• **Your goal**
From the line containing "Query: maroon baseball cap" onward, retype each line of the entries below exactly, last line included.

• **Records from a dataset**
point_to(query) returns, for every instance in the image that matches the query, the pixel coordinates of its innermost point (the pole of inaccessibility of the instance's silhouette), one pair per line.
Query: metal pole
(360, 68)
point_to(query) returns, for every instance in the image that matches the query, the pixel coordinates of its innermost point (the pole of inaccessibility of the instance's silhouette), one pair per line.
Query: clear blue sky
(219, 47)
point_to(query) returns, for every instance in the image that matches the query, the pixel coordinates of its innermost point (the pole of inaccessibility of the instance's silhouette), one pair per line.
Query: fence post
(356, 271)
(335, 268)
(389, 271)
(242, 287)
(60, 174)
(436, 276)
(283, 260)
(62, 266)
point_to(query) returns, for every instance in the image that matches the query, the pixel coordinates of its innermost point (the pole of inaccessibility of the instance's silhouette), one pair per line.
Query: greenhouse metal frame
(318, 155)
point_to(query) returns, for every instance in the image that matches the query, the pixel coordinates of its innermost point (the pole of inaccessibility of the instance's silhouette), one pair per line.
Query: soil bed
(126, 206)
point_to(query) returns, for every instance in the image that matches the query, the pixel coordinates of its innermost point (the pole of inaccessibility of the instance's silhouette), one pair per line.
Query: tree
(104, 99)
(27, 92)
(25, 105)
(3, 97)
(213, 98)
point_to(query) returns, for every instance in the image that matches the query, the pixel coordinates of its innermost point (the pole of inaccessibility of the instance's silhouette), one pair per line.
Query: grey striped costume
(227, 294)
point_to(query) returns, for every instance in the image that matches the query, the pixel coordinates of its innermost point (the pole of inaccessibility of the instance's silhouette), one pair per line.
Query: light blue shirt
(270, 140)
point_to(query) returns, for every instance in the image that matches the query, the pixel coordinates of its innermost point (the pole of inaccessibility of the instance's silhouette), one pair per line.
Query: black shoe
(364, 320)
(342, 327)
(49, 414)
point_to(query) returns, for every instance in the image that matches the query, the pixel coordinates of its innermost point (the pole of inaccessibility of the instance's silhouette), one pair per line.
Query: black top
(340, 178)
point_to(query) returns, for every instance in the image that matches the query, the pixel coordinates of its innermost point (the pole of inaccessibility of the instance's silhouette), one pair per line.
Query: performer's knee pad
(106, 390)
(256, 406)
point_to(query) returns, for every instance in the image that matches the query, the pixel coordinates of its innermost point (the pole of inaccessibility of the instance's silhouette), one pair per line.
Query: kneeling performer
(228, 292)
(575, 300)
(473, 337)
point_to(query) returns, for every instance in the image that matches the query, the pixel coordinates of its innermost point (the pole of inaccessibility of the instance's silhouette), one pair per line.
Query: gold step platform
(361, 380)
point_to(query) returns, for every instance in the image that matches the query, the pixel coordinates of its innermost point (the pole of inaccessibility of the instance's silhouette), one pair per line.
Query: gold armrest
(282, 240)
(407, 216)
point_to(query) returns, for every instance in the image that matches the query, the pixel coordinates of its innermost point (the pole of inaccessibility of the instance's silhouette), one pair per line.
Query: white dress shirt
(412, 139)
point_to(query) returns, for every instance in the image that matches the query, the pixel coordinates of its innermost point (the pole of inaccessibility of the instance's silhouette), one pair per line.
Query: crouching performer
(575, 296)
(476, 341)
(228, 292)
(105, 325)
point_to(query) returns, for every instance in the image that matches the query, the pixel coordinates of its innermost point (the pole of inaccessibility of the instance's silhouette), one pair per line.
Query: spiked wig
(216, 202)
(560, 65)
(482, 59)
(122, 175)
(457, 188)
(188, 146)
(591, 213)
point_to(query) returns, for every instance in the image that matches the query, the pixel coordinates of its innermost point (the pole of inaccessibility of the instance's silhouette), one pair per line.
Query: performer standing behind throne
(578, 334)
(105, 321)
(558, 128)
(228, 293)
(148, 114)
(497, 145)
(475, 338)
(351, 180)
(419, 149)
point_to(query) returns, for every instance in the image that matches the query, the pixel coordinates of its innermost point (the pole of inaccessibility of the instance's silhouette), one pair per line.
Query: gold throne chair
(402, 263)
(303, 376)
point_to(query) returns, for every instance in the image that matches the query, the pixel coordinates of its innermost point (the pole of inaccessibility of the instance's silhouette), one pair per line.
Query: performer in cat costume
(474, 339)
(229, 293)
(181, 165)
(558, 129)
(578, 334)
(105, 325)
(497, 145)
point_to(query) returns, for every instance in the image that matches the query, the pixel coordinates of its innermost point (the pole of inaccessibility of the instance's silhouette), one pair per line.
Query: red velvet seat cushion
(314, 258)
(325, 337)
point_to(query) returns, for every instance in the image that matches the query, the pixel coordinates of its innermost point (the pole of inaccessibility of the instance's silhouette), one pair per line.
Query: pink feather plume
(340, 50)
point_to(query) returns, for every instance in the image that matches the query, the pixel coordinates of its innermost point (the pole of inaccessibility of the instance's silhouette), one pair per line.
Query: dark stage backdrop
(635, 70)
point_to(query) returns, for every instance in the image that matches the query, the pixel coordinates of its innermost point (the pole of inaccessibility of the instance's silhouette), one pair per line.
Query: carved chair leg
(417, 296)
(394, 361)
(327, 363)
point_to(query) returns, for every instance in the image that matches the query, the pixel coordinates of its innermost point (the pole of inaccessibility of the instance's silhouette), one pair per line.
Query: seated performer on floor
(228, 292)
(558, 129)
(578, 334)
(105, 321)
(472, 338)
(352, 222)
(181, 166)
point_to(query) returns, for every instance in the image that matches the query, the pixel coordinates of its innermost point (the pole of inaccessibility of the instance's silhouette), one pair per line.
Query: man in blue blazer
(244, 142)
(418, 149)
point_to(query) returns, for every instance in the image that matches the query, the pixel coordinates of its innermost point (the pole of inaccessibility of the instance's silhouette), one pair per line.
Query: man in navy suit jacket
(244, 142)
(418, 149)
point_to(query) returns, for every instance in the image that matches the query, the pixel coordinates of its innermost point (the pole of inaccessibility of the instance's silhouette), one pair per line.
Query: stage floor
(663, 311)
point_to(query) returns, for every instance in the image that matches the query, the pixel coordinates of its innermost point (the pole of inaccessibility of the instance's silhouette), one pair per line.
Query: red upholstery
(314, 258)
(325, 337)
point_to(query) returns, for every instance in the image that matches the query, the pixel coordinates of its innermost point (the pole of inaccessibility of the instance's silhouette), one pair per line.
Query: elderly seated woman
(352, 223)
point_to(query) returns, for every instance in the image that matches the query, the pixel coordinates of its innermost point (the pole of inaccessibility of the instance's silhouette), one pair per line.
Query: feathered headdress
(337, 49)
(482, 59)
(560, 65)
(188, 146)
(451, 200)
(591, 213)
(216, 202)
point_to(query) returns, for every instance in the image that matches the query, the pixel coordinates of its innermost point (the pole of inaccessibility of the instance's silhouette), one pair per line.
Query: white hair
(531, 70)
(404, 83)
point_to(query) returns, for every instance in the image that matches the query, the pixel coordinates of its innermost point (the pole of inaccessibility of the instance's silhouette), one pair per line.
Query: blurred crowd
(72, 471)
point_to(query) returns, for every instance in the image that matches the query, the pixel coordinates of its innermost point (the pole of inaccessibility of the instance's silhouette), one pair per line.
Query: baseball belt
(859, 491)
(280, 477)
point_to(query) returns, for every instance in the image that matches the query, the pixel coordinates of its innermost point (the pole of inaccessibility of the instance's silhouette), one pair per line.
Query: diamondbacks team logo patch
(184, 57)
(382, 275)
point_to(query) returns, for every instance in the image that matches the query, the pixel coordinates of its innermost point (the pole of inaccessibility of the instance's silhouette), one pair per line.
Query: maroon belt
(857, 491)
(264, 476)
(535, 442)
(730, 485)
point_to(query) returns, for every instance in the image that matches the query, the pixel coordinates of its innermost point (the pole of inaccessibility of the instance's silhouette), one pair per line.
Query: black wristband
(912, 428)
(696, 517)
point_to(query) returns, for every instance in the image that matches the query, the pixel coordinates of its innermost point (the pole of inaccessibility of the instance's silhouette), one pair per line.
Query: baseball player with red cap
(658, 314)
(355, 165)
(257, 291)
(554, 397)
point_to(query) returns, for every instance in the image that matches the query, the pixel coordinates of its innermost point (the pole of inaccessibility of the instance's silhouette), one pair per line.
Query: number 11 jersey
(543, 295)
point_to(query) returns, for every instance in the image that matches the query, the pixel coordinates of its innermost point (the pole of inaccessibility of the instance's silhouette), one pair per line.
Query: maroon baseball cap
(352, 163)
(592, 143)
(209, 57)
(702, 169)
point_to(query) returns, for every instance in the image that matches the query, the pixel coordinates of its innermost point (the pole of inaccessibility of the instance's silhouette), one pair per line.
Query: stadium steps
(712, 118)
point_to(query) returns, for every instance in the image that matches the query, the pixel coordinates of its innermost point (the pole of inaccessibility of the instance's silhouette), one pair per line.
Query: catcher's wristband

• **Your response**
Query: maroon baseball cap
(352, 163)
(592, 143)
(209, 57)
(702, 169)
point_to(query) returns, for every instance in the image that matches the query, the pixel coordinates of its innermost point (the pole of inaccessibility of the instance's silhouette), one pair per line.
Query: stadium steps
(712, 118)
point_to(query) returns, for every instance in the image that matches the query, the pixel coordinates of its innermost point (the pole of inaccessibility of the instance's silhouette), one pair per line.
Query: catcher's wristband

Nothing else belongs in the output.